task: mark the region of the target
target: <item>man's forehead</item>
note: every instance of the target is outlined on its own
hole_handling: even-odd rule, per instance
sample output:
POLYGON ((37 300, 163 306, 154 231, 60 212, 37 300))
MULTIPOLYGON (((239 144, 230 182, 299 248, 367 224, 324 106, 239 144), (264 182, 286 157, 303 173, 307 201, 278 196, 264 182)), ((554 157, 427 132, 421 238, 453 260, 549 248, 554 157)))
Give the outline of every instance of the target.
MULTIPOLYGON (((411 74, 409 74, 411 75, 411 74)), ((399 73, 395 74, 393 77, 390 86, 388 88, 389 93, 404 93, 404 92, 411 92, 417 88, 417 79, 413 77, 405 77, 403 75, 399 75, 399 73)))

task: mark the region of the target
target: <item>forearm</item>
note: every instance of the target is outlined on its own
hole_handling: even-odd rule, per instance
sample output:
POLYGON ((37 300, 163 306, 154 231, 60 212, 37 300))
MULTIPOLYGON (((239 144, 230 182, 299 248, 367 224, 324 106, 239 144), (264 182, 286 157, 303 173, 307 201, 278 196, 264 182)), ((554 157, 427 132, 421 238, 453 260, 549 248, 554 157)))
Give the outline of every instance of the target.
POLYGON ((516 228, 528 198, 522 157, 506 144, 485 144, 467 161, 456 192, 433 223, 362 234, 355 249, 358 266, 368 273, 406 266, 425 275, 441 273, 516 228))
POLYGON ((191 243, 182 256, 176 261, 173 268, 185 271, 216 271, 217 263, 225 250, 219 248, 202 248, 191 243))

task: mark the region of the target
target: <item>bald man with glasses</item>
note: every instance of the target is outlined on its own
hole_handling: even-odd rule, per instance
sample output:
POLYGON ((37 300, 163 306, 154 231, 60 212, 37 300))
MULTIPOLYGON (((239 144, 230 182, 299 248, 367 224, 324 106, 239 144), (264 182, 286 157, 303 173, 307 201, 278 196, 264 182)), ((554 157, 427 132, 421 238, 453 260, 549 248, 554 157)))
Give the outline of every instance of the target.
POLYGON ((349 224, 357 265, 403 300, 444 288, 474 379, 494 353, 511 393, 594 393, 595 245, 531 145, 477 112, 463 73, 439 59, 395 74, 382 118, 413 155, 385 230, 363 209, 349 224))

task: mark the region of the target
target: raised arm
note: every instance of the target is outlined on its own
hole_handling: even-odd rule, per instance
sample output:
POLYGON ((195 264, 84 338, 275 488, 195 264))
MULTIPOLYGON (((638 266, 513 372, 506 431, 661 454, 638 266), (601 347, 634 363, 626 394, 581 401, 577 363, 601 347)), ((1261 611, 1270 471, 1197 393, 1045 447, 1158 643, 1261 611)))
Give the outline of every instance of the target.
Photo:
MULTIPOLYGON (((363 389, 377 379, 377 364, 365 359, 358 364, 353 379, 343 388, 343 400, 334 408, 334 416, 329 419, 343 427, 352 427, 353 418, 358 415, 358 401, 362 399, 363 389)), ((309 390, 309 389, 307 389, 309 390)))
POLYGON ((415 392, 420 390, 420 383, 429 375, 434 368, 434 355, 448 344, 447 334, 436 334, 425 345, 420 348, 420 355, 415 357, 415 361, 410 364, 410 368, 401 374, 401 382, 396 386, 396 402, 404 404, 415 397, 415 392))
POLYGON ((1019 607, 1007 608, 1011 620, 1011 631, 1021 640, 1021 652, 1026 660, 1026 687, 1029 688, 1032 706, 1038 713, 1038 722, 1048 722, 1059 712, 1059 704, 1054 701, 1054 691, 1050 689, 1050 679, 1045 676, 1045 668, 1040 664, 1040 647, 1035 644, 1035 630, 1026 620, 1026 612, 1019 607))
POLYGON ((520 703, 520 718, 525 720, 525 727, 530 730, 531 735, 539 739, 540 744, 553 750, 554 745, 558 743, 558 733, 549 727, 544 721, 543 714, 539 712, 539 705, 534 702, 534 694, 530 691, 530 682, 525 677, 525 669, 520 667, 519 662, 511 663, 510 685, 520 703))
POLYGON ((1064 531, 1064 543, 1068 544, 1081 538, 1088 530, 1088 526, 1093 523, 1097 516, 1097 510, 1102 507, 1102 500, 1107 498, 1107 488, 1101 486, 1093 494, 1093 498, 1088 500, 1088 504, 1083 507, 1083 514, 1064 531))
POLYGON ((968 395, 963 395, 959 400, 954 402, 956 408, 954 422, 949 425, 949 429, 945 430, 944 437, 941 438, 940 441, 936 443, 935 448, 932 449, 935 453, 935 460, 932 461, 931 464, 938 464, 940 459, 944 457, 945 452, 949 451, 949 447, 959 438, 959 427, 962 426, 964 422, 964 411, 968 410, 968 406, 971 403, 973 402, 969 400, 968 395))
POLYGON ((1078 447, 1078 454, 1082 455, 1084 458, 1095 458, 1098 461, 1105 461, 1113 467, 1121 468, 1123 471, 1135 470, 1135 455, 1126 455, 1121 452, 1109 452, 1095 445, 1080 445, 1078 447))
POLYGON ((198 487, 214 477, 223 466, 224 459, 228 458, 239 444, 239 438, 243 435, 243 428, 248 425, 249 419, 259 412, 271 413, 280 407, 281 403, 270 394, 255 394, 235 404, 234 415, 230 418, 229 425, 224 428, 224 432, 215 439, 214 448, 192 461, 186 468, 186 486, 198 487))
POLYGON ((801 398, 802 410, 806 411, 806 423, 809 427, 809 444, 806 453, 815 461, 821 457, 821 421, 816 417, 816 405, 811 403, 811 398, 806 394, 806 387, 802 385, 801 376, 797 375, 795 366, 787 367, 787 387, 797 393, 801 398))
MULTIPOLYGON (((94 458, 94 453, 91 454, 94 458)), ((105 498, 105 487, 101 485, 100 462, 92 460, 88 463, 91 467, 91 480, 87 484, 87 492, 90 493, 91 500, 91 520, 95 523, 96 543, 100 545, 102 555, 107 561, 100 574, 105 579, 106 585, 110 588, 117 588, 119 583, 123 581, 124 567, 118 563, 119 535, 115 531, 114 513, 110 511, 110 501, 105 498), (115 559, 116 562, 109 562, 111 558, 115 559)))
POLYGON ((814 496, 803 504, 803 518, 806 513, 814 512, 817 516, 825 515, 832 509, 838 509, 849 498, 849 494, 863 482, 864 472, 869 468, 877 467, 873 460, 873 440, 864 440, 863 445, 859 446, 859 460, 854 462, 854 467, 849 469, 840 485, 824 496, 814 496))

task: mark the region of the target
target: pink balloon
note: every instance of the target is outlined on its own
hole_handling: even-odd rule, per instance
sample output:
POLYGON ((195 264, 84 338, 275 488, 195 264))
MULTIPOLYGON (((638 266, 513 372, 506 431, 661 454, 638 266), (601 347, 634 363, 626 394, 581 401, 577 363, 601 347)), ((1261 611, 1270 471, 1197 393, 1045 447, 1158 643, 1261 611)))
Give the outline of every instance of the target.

· · ·

# About this task
Transcribe the material above in full.

# Written reply
task: mark the region of the target
target: <item>man's forehead</item>
note: every instance of the target is outlined on its own
hole_handling: even-odd rule, per instance
sample output:
POLYGON ((37 300, 163 306, 154 231, 60 212, 37 300))
MULTIPOLYGON (((239 144, 230 182, 299 248, 367 224, 324 106, 239 144), (264 182, 286 157, 303 173, 307 201, 278 196, 264 182)), ((554 157, 427 132, 421 238, 453 260, 549 248, 554 157)))
Give the outline of every instance of the target.
MULTIPOLYGON (((411 74, 409 74, 411 75, 411 74)), ((399 73, 395 74, 393 77, 390 86, 388 88, 389 93, 404 93, 404 92, 411 92, 417 88, 417 79, 413 77, 405 77, 403 75, 399 75, 399 73)))

task: mark the region of the target
target: <item>forearm</item>
note: every instance of the target is outlined on its own
hole_handling: even-odd rule, per instance
sample output:
POLYGON ((37 300, 163 306, 154 231, 60 212, 37 300))
MULTIPOLYGON (((239 144, 230 182, 299 248, 367 224, 324 106, 239 144), (264 182, 286 157, 303 173, 307 201, 278 196, 264 182)), ((554 157, 427 132, 421 238, 453 260, 549 248, 554 157)))
Give the outline of every instance of the target.
POLYGON ((516 228, 528 198, 522 157, 506 144, 485 144, 467 161, 456 192, 433 223, 362 234, 355 249, 358 266, 368 273, 406 266, 425 275, 441 273, 516 228))
POLYGON ((191 243, 182 256, 176 261, 173 268, 185 271, 216 271, 217 263, 225 250, 219 248, 202 248, 191 243))

task: mark the region of the target
target: <item>bald man with glasses</item>
note: every instance of the target is outlined on its own
hole_handling: even-odd rule, per instance
sample output:
POLYGON ((37 300, 163 306, 154 231, 60 212, 37 300))
MULTIPOLYGON (((239 144, 230 182, 299 248, 367 224, 324 106, 239 144), (264 182, 286 157, 303 173, 307 201, 278 196, 264 182)), ((554 157, 427 132, 421 238, 453 260, 549 248, 554 157)))
Give the outline of every instance of the target.
POLYGON ((349 224, 357 265, 403 300, 444 288, 474 379, 494 353, 511 393, 594 393, 595 245, 531 145, 477 112, 463 73, 439 59, 395 74, 382 118, 413 155, 385 230, 363 209, 349 224))

task: mark the region of the target
target: raised arm
note: every instance of the target is outlined on its own
hole_handling: even-odd rule, per instance
sample output:
POLYGON ((195 264, 84 338, 275 488, 195 264))
MULTIPOLYGON (((638 266, 513 372, 506 431, 661 454, 638 266), (601 347, 634 363, 626 394, 581 401, 577 363, 601 347)), ((1261 611, 1270 471, 1197 393, 1045 447, 1158 643, 1261 611)))
Give the outline of every instance of the target.
Photo:
MULTIPOLYGON (((363 389, 377 379, 377 364, 365 359, 358 364, 353 379, 343 388, 343 400, 334 408, 334 416, 329 419, 343 427, 352 427, 353 418, 358 415, 358 401, 362 399, 363 389)), ((309 390, 309 389, 307 389, 309 390)))
POLYGON ((415 392, 420 390, 420 383, 429 375, 434 368, 434 355, 448 344, 447 334, 436 334, 425 345, 420 348, 420 355, 415 357, 415 361, 410 364, 410 368, 401 374, 401 382, 396 386, 396 402, 404 404, 415 397, 415 392))
POLYGON ((1019 607, 1007 608, 1011 620, 1011 631, 1021 640, 1021 652, 1026 660, 1026 687, 1029 688, 1032 706, 1038 713, 1038 722, 1048 722, 1059 712, 1059 704, 1054 701, 1054 691, 1050 689, 1050 679, 1045 676, 1045 668, 1040 664, 1040 647, 1035 644, 1035 630, 1026 620, 1026 612, 1019 607))
POLYGON ((520 703, 520 718, 525 720, 525 727, 530 730, 531 735, 539 739, 540 744, 553 750, 554 745, 558 743, 558 733, 549 727, 544 721, 543 714, 539 712, 539 705, 534 702, 534 694, 530 691, 530 682, 525 677, 525 669, 520 667, 519 662, 511 663, 510 685, 520 703))
POLYGON ((1064 531, 1064 543, 1068 544, 1081 538, 1088 530, 1088 526, 1093 523, 1097 516, 1097 510, 1102 507, 1102 500, 1107 498, 1107 488, 1101 486, 1093 494, 1093 498, 1088 500, 1088 504, 1083 507, 1083 514, 1064 531))
POLYGON ((968 395, 963 395, 959 400, 954 402, 956 408, 954 422, 949 425, 949 429, 945 430, 944 437, 941 438, 940 441, 936 443, 935 448, 932 449, 935 453, 935 460, 932 461, 931 464, 938 464, 940 459, 944 457, 945 452, 949 451, 949 447, 959 438, 959 427, 962 426, 964 422, 964 411, 968 410, 968 406, 971 403, 973 402, 969 400, 968 395))
POLYGON ((1078 447, 1078 454, 1082 455, 1084 458, 1095 458, 1098 461, 1105 461, 1113 467, 1121 468, 1123 471, 1135 470, 1135 455, 1126 455, 1121 452, 1109 452, 1095 445, 1080 445, 1078 447))
POLYGON ((198 487, 214 477, 223 466, 224 459, 228 458, 239 444, 239 438, 243 435, 243 428, 248 425, 249 419, 259 412, 271 413, 280 407, 281 403, 270 394, 255 394, 235 404, 234 415, 230 418, 229 425, 224 428, 224 432, 215 439, 214 448, 192 461, 186 468, 186 486, 198 487))
POLYGON ((801 398, 802 410, 806 411, 806 423, 809 427, 809 444, 806 453, 815 461, 821 457, 821 421, 816 417, 816 405, 811 403, 811 398, 806 394, 806 387, 802 385, 801 376, 797 375, 795 366, 787 367, 787 387, 797 393, 801 398))
MULTIPOLYGON (((94 458, 94 453, 91 454, 94 458)), ((105 498, 105 487, 101 485, 100 462, 92 460, 88 463, 91 467, 91 480, 87 484, 87 492, 90 493, 91 500, 91 520, 95 523, 96 543, 100 545, 102 555, 107 561, 100 574, 105 579, 106 585, 110 588, 117 588, 119 583, 123 581, 124 567, 118 563, 119 535, 115 531, 114 513, 110 511, 110 501, 105 498), (115 559, 116 562, 109 562, 111 558, 115 559)))
POLYGON ((814 496, 803 504, 803 518, 806 513, 814 512, 817 516, 825 515, 832 509, 838 509, 849 498, 849 494, 863 482, 864 472, 869 468, 877 467, 873 460, 873 440, 864 440, 863 445, 859 446, 859 460, 854 462, 854 467, 849 469, 840 485, 824 496, 814 496))

task: mark the region of the target
target: pink balloon
note: every instance of the target is outlined on its own
hole_handling: even-odd rule, per instance
sample output:
POLYGON ((195 264, 84 338, 275 488, 195 264))
MULTIPOLYGON (((638 266, 513 372, 506 431, 661 454, 638 266), (601 347, 634 363, 626 394, 581 401, 577 363, 601 347)), ((1261 611, 1270 471, 1197 393, 1045 447, 1158 643, 1261 611)))
Give the outline of every instance of the target.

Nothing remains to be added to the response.